**WORK ORDER**
What follows is a listing. Write it all out exactly.

[DATASET RECORDS]

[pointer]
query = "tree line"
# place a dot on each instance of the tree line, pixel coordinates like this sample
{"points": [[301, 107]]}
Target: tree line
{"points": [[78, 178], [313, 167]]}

[/DATASET RECORDS]

**RESPONSE**
[pointer]
query = "tree line"
# place a dot on each instance of the tree line, pixel coordinates like this sample
{"points": [[301, 107]]}
Target: tree line
{"points": [[78, 178], [313, 167]]}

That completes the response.